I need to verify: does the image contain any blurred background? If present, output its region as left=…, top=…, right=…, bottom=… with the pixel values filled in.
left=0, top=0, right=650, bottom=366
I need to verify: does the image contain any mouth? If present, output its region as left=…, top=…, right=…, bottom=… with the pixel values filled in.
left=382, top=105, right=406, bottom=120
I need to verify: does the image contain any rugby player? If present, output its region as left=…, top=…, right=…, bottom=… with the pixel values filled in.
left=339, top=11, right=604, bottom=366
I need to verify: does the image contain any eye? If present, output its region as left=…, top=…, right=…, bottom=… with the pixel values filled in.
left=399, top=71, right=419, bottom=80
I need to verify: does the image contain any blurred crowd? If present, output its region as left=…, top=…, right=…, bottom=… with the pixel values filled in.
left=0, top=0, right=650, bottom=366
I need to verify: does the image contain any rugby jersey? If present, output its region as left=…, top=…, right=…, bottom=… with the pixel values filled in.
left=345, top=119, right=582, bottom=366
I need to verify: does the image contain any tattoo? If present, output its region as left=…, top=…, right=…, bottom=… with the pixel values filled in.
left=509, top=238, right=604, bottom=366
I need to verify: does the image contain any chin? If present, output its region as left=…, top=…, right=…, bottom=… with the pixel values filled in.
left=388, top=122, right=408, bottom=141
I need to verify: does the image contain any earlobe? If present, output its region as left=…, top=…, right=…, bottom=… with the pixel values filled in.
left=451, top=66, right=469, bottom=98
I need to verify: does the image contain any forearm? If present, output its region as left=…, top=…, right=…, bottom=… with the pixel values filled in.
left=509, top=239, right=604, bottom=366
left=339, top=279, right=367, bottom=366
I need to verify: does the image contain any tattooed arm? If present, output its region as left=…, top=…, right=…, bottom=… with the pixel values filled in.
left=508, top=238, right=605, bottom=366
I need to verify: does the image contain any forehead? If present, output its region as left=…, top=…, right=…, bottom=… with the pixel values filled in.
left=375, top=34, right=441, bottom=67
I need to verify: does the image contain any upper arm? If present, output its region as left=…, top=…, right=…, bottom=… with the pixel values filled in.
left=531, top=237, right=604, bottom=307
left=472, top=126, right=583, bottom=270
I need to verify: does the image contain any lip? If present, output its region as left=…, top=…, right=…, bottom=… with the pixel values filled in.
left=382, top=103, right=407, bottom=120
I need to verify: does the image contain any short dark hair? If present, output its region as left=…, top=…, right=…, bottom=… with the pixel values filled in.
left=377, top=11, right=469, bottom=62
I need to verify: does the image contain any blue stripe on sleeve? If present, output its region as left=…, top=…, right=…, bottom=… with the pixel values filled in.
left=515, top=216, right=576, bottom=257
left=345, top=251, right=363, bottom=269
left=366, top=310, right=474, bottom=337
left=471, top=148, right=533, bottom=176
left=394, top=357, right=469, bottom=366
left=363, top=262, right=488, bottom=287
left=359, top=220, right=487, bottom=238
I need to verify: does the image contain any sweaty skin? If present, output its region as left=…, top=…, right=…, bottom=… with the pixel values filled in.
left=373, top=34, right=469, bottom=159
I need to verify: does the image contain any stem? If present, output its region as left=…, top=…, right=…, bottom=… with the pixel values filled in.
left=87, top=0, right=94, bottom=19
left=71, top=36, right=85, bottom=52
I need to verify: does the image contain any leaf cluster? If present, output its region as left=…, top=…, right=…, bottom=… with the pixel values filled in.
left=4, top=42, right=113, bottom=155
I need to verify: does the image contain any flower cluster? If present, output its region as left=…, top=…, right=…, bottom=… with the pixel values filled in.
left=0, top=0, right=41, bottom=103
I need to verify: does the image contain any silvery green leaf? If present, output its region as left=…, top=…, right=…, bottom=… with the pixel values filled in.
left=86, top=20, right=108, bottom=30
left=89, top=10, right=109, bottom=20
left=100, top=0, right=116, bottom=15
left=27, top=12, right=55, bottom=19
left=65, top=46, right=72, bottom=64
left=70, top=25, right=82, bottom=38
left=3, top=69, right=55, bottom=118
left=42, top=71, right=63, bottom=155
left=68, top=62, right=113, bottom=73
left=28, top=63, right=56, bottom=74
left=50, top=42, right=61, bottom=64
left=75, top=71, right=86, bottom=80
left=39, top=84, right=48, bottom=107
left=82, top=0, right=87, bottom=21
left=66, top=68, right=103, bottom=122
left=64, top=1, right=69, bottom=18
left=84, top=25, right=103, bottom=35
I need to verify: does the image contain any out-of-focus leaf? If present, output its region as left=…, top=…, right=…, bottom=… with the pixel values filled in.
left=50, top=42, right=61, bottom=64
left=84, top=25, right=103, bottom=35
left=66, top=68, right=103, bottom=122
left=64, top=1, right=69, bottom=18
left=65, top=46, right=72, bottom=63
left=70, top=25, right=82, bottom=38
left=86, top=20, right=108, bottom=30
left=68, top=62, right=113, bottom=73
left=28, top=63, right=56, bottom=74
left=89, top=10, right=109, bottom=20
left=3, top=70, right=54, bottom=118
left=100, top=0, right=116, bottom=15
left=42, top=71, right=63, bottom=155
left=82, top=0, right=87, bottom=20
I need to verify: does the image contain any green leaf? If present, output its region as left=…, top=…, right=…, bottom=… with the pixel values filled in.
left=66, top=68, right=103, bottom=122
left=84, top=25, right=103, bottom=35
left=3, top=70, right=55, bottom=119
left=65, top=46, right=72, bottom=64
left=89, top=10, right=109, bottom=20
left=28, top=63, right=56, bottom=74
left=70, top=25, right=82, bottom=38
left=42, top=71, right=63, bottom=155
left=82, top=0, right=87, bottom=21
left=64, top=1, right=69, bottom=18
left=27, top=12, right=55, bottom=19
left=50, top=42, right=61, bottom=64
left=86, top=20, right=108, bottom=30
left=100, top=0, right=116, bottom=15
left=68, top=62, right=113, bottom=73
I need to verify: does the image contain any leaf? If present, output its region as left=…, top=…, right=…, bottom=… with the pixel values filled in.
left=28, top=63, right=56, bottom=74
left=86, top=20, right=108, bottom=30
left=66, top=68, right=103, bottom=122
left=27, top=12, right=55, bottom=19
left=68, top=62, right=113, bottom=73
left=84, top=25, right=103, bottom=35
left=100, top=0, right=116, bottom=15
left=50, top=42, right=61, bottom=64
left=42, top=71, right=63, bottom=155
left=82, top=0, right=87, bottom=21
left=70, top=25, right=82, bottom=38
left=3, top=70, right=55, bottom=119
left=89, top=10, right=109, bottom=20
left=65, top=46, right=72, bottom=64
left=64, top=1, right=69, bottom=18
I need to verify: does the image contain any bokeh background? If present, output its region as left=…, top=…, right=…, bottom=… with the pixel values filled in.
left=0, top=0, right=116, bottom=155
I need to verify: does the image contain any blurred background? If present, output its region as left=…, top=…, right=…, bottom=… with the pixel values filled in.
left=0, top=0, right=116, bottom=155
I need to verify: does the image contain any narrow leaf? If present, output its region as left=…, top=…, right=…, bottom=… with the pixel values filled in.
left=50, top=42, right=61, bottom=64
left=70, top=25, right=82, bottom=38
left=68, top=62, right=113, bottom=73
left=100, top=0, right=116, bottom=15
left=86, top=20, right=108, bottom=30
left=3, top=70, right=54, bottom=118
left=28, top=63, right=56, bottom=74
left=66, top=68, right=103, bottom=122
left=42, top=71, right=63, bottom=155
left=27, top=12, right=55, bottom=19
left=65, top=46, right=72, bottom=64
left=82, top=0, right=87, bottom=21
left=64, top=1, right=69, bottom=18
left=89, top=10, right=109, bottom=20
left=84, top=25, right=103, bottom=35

━━━━━━

# Written exercise
Rewrite all of the rows above as a numbered list, leaving out any blank lines.

# Full answer
1. I need to verify: does the image contain any blurred background? If present, output its region as left=…, top=…, right=…, bottom=… with the pixel values filled in.
2. left=0, top=0, right=650, bottom=366
3. I need to verify: does the image contain any mouth? If present, output its region as left=…, top=…, right=…, bottom=… with the pixel values filled in.
4. left=382, top=105, right=406, bottom=120
5. I need to verify: does the image contain any rugby player? If present, output its region as left=…, top=…, right=…, bottom=… with the pixel values filled in.
6. left=339, top=11, right=604, bottom=366
7. I need to verify: does the image contain any eye? If present, output its region as left=…, top=…, right=…, bottom=… with the pixel values filled in.
8. left=399, top=71, right=419, bottom=80
9. I need to verify: does the image contain any blurred crowd? If present, output its region as left=…, top=…, right=…, bottom=… with the pixel values filled in.
10. left=0, top=0, right=650, bottom=366
11. I need to verify: does the image contain any rugby jersey? If present, output its region as left=…, top=…, right=…, bottom=… with the pixel values filled in.
12. left=345, top=119, right=582, bottom=366
13. I need to verify: does the image contain any tattoo? If present, output its region as left=…, top=…, right=…, bottom=… with the pixel values filled in.
14. left=509, top=238, right=604, bottom=366
15. I need to verify: does the image contain any chin? If present, output its region as left=…, top=…, right=…, bottom=… with the pixel values filled in.
16. left=388, top=122, right=408, bottom=141
17. I need to verify: does the image contain any earlobe? If present, output its region as left=…, top=…, right=…, bottom=… with the pixel values filled in.
18. left=451, top=66, right=469, bottom=98
19. I need to verify: does the image contain any forearm? If present, output its region as left=…, top=…, right=…, bottom=… with the pixel values filled in.
20. left=509, top=239, right=604, bottom=366
21. left=339, top=279, right=367, bottom=366
22. I need to verify: does the image contain any tattooed arm? If present, output its region as left=…, top=…, right=…, bottom=… with the pixel values filled in.
23. left=508, top=238, right=605, bottom=366
24. I need to verify: does the image contain any forehead? If present, output its region as left=…, top=…, right=…, bottom=… with the pixel values filled in.
25. left=375, top=34, right=441, bottom=67
26. I need to verify: does the image contain any upper arm? If present, output its region as left=…, top=…, right=…, bottom=… with the pixel values filled in.
27. left=531, top=237, right=604, bottom=307
28. left=472, top=126, right=583, bottom=270
29. I need to verify: does the image contain any lip? If present, output its region as left=…, top=…, right=…, bottom=… with the pixel values filled in.
30. left=382, top=103, right=407, bottom=120
31. I need to verify: does the image contain any short dark hair? If present, output its region as left=…, top=…, right=…, bottom=… with the pixel values filled in.
32. left=377, top=11, right=469, bottom=62
33. I need to verify: does the image contain any blue stripe on sleeve? If present, output its region as left=…, top=…, right=…, bottom=… with the pixel values filled in.
34. left=515, top=216, right=576, bottom=257
35. left=345, top=251, right=363, bottom=269
36. left=366, top=310, right=474, bottom=337
37. left=471, top=148, right=533, bottom=176
38. left=394, top=357, right=469, bottom=366
39. left=363, top=262, right=488, bottom=287
40. left=359, top=220, right=487, bottom=238
41. I need to verify: does the image contain any sweaty skin? If present, output its region as left=…, top=…, right=…, bottom=… with the pixel values filled in.
42. left=373, top=34, right=469, bottom=159
43. I need to verify: does the image contain any stem? If present, output its region as left=…, top=…, right=…, bottom=… with the pixel values filled in.
44. left=87, top=0, right=94, bottom=19
45. left=71, top=36, right=85, bottom=52
46. I need to verify: does the image contain any leaf cluster? If present, output its region as left=…, top=…, right=…, bottom=… with the pixel values filled in.
47. left=4, top=42, right=113, bottom=155
48. I need to verify: does the image contain any flower cluster? If present, output its region as left=…, top=…, right=…, bottom=… with the pixel values filled in.
49. left=0, top=0, right=41, bottom=103
50. I need to verify: does the image contain any silvery green leaf? If present, output its region as left=…, top=…, right=…, bottom=… with the pixel values filled in.
51. left=86, top=20, right=108, bottom=30
52. left=89, top=10, right=109, bottom=20
53. left=100, top=0, right=116, bottom=15
54. left=27, top=12, right=55, bottom=19
55. left=65, top=46, right=72, bottom=64
56. left=70, top=25, right=82, bottom=38
57. left=3, top=69, right=55, bottom=118
58. left=42, top=71, right=63, bottom=155
59. left=68, top=62, right=113, bottom=73
60. left=28, top=63, right=56, bottom=74
61. left=50, top=42, right=61, bottom=64
62. left=75, top=71, right=86, bottom=80
63. left=39, top=84, right=48, bottom=107
64. left=82, top=0, right=87, bottom=21
65. left=66, top=68, right=103, bottom=122
66. left=64, top=1, right=69, bottom=18
67. left=84, top=25, right=103, bottom=35
68. I need to verify: does the image contain any out-of-focus leaf? If present, output its region as left=…, top=…, right=…, bottom=… with the pixel values filled in.
69. left=50, top=42, right=61, bottom=64
70. left=84, top=25, right=103, bottom=35
71. left=66, top=68, right=103, bottom=122
72. left=64, top=1, right=69, bottom=18
73. left=65, top=46, right=72, bottom=63
74. left=70, top=25, right=82, bottom=38
75. left=86, top=20, right=108, bottom=30
76. left=68, top=62, right=113, bottom=73
77. left=28, top=63, right=56, bottom=74
78. left=89, top=10, right=109, bottom=20
79. left=3, top=70, right=54, bottom=118
80. left=100, top=0, right=116, bottom=15
81. left=42, top=71, right=63, bottom=155
82. left=82, top=0, right=87, bottom=20
83. I need to verify: does the image contain any green leaf? If present, output its region as left=…, top=…, right=…, bottom=… with the pixel values filled in.
84. left=66, top=68, right=103, bottom=122
85. left=84, top=25, right=103, bottom=35
86. left=3, top=70, right=55, bottom=119
87. left=65, top=46, right=72, bottom=64
88. left=89, top=10, right=109, bottom=20
89. left=28, top=63, right=56, bottom=74
90. left=70, top=25, right=82, bottom=38
91. left=42, top=71, right=63, bottom=155
92. left=82, top=0, right=87, bottom=21
93. left=64, top=1, right=69, bottom=18
94. left=27, top=12, right=55, bottom=19
95. left=50, top=42, right=61, bottom=64
96. left=86, top=20, right=108, bottom=30
97. left=100, top=0, right=116, bottom=15
98. left=68, top=62, right=113, bottom=73
99. I need to verify: does the image contain any leaf? If present, output its region as left=…, top=…, right=…, bottom=… with the pixel values filled in.
100. left=28, top=63, right=56, bottom=74
101. left=86, top=20, right=108, bottom=30
102. left=66, top=68, right=103, bottom=122
103. left=27, top=12, right=55, bottom=19
104. left=68, top=62, right=113, bottom=73
105. left=84, top=25, right=103, bottom=35
106. left=100, top=0, right=116, bottom=15
107. left=50, top=42, right=61, bottom=64
108. left=42, top=71, right=63, bottom=155
109. left=82, top=0, right=87, bottom=21
110. left=70, top=25, right=82, bottom=38
111. left=3, top=70, right=55, bottom=119
112. left=89, top=10, right=109, bottom=20
113. left=65, top=46, right=72, bottom=64
114. left=64, top=1, right=69, bottom=18
115. I need to verify: does the image contain any bokeh background? If present, output its region as left=…, top=…, right=…, bottom=… with the pixel values filled in.
116. left=0, top=0, right=116, bottom=155
117. I need to verify: does the image contain any blurred background? If present, output its region as left=…, top=…, right=…, bottom=… with the pixel values filled in.
118. left=0, top=0, right=116, bottom=155
119. I need to verify: does the image contain any narrow leaf? If present, output its region as left=…, top=…, right=…, bottom=… with the pixel values filled in.
120. left=50, top=42, right=61, bottom=64
121. left=70, top=25, right=82, bottom=38
122. left=68, top=62, right=113, bottom=73
123. left=100, top=0, right=116, bottom=15
124. left=86, top=20, right=108, bottom=30
125. left=3, top=70, right=54, bottom=118
126. left=28, top=63, right=56, bottom=74
127. left=66, top=68, right=103, bottom=122
128. left=42, top=71, right=63, bottom=155
129. left=27, top=12, right=55, bottom=19
130. left=65, top=46, right=72, bottom=64
131. left=82, top=0, right=87, bottom=21
132. left=64, top=1, right=69, bottom=18
133. left=89, top=10, right=109, bottom=20
134. left=84, top=25, right=103, bottom=35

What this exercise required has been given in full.